DESCRIPTION OF THE TASK: Every line of the listing belongs in your answer exactly as written; the images do not.

::: SUPPLIED DATA

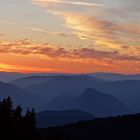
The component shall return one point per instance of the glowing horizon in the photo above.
(70, 36)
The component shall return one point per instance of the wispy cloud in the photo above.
(69, 2)
(27, 47)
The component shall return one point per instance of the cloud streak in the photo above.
(68, 2)
(27, 47)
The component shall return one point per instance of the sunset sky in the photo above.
(70, 36)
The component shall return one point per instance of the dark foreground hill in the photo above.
(91, 101)
(118, 128)
(56, 118)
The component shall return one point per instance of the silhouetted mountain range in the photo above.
(45, 89)
(92, 101)
(38, 91)
(118, 128)
(114, 76)
(54, 118)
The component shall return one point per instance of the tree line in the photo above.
(14, 125)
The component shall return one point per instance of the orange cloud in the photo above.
(46, 50)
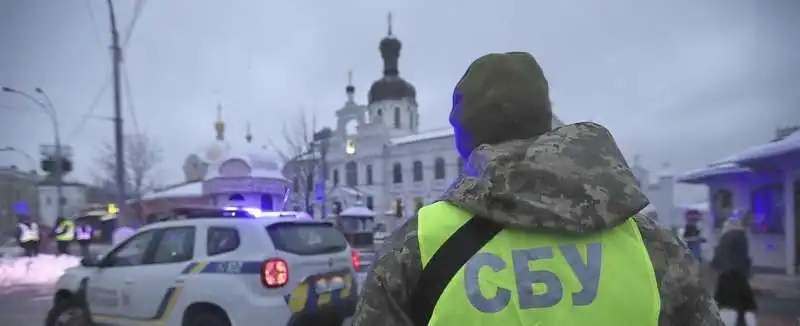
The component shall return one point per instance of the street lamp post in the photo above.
(20, 152)
(47, 105)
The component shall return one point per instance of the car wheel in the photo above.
(68, 312)
(207, 318)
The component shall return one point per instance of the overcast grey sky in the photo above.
(681, 81)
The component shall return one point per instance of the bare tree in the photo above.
(142, 157)
(298, 157)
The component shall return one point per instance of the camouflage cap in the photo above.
(502, 96)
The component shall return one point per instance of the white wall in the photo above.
(74, 200)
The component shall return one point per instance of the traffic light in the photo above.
(398, 208)
(337, 208)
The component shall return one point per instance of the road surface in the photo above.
(27, 306)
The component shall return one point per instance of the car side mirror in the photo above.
(88, 262)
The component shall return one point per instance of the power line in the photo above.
(90, 111)
(127, 84)
(137, 12)
(94, 22)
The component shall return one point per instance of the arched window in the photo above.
(397, 173)
(368, 173)
(417, 171)
(266, 203)
(439, 169)
(335, 177)
(723, 206)
(309, 182)
(767, 210)
(419, 202)
(351, 174)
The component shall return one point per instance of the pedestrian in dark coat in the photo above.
(732, 263)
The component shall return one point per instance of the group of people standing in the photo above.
(731, 266)
(64, 233)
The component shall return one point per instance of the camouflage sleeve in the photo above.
(685, 296)
(390, 280)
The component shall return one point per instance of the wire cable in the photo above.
(90, 111)
(131, 108)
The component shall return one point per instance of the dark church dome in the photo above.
(391, 88)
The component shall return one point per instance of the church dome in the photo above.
(391, 88)
(213, 152)
(249, 160)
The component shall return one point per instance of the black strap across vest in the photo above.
(445, 263)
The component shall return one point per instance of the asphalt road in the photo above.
(28, 305)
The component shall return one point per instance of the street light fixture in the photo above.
(20, 152)
(47, 105)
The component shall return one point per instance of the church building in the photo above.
(379, 155)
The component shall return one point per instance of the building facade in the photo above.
(73, 201)
(378, 153)
(18, 194)
(762, 186)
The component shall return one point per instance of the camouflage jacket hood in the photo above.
(573, 179)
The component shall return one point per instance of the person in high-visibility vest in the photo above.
(83, 234)
(64, 234)
(28, 235)
(541, 227)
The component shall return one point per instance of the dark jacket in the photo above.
(732, 253)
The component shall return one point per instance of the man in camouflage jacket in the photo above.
(523, 174)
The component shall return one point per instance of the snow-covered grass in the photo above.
(40, 270)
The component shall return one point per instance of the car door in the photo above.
(109, 284)
(157, 284)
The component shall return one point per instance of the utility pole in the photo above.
(116, 59)
(322, 139)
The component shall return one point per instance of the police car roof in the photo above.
(222, 220)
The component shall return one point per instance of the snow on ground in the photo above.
(44, 269)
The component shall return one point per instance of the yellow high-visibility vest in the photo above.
(69, 231)
(520, 278)
(28, 233)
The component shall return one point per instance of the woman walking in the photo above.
(732, 262)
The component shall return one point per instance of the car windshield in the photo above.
(307, 238)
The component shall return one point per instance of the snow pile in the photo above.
(44, 269)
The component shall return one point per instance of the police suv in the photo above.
(227, 268)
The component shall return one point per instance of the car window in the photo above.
(307, 238)
(221, 240)
(131, 252)
(175, 245)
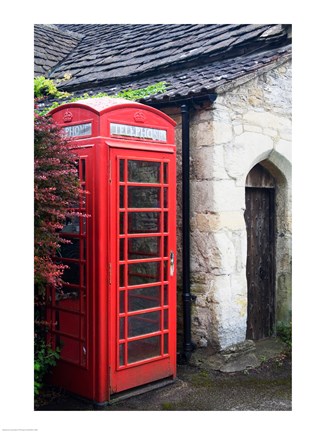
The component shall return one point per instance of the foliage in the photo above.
(56, 185)
(50, 89)
(284, 332)
(45, 359)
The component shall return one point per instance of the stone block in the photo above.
(208, 163)
(223, 132)
(217, 196)
(284, 148)
(212, 252)
(267, 119)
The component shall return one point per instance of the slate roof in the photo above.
(192, 59)
(51, 45)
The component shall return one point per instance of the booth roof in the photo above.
(191, 59)
(100, 104)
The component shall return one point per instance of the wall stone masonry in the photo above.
(246, 125)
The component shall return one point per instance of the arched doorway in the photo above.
(260, 267)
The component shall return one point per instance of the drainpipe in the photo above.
(188, 346)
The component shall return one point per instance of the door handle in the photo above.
(171, 263)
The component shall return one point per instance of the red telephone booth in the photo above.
(115, 317)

::::::

PROBLEM SOLUTION:
The component shall return one point per instance of the glowing horizon in the photo above.
(70, 36)
The component shall return one point per instance of the wispy cloud in the photo above.
(69, 2)
(27, 47)
The component shall return one point per instance of the cloud streak in the photo above.
(68, 2)
(27, 47)
The component shall return one point per instance of the sunset sky in the photo above.
(70, 36)
The component shall return one point per instance of the dark foreground hill in the photo above.
(91, 101)
(118, 128)
(56, 118)
The component shall return one point per instance of the silhouetted mountain range in the photo above.
(45, 89)
(92, 101)
(38, 91)
(118, 128)
(114, 76)
(54, 118)
The component shall return one point per instance of the tree line in the photo above.
(14, 125)
The component shall return one point per instance of the orange cloud in the photo above.
(46, 50)
The component shall return one point per instance of the street lamp post in the photo above.
(20, 152)
(47, 105)
The component shall return one point per instance of the car wheel in the photo above.
(68, 312)
(207, 318)
The component shall return one point per instance of the overcast grey sky in the photo above.
(681, 81)
The component shall return one point per instance of the bare tree in the photo above.
(142, 157)
(298, 157)
The component shall return one point per instance of the camouflage cap in the photo above.
(502, 96)
The component shall return one point per instance of the white wall in the photo above.
(74, 200)
The component shall return one point per instance of the traffic light in the photo above.
(398, 208)
(337, 208)
The component shall return one point per instance of the road surface in the photo above.
(27, 306)
The component shall return one point per instance of the car side mirror in the photo above.
(88, 262)
The component shall return one point per instance of the power line in the photo above.
(90, 111)
(127, 84)
(137, 12)
(94, 22)
The component shall return one point per instance of the arched window in the photo above.
(397, 173)
(368, 173)
(417, 171)
(266, 203)
(439, 169)
(335, 177)
(723, 206)
(309, 182)
(767, 210)
(419, 202)
(351, 174)
The component shall return one point per instance of the pedestrian in dark coat in the photo above.
(732, 263)
The component shall return one point per instance of the group of people standing in the photo above.
(731, 266)
(64, 233)
The component shall return one point per instance of the camouflage sleeve in the photo above.
(685, 296)
(390, 280)
The component shall return one point per instance of the wire cable in the photo above.
(90, 111)
(131, 108)
The component shall return one point per instance of the dark church dome in the photo above.
(391, 88)
The component shall return one point per instance of the church dome in the photo above.
(391, 88)
(213, 152)
(249, 160)
The component shall return one point per instance of the black strap across vest in the photo above.
(445, 263)
The component shall return one point per instance of the asphalt road in the photo above.
(28, 305)
The component shall return one point per instance of the street light fixture in the photo above.
(20, 152)
(47, 105)
The component shall return one point per instance of the church building in the photo above.
(379, 155)
The component shall return one point per instance of the building facade in the photo above.
(73, 201)
(378, 153)
(18, 194)
(762, 186)
The component shall return one point per instance of the camouflage jacket hood in the photo above.
(573, 179)
The component shall return one point per instance of the person in high-visibility vest in the photo above.
(83, 234)
(64, 234)
(28, 235)
(541, 227)
The component shall return one point per instance of the dark jacket in the photo above.
(732, 253)
The component shall return one point per instance of the man in camouflage jacket in the photo above.
(523, 174)
The component shall return one point per instance of the snow-covered grass in the photo above.
(40, 270)
The component shall return one point per instance of the car door in the photo above.
(109, 284)
(157, 284)
The component shall return one point per instance of the utility pole in the photo above.
(116, 59)
(322, 139)
The component shall return one point per instance of the police car roof in the photo above.
(222, 220)
The component shall return one point per instance of the snow on ground in the photo above.
(44, 269)
The component shall return one point per instance of the yellow high-visibility vest in the photo above.
(69, 231)
(520, 278)
(28, 233)
The component shall return one point per instance of the woman walking in the photo above.
(732, 262)
The component shall return one point per instance of the car windshield in the photo above.
(307, 238)
The component shall return one point per instance of the snow pile in the photo above.
(44, 269)
The component shall return one point per instance of the police suv in the photo above.
(227, 268)
The component shall return one point per instance of the car window in the photo above.
(307, 238)
(221, 240)
(131, 252)
(175, 245)
The component shall return one point per instance of the foliage in the photo above.
(56, 185)
(50, 89)
(284, 332)
(45, 359)
The component shall return one point per instance of the stone block in the photo above.
(208, 163)
(223, 132)
(217, 196)
(284, 148)
(212, 252)
(267, 119)
The component shall return one point per instance of the slate roof in the photo above.
(192, 59)
(51, 45)
The component shall return one point per instance of the booth roof in the photo above.
(191, 59)
(100, 104)
The component shall return one point per instance of the wall stone masonry in the photo above.
(246, 125)
The component shall return one point per instance of the arched doorway in the photo above.
(260, 267)
The component shall return one point per instance of the drainpipe in the photo above.
(188, 346)
The component shall return one point per instance of the door handle in the photo above.
(171, 263)
The component shall return one point per instance of the red telephone booth in the photo above.
(115, 317)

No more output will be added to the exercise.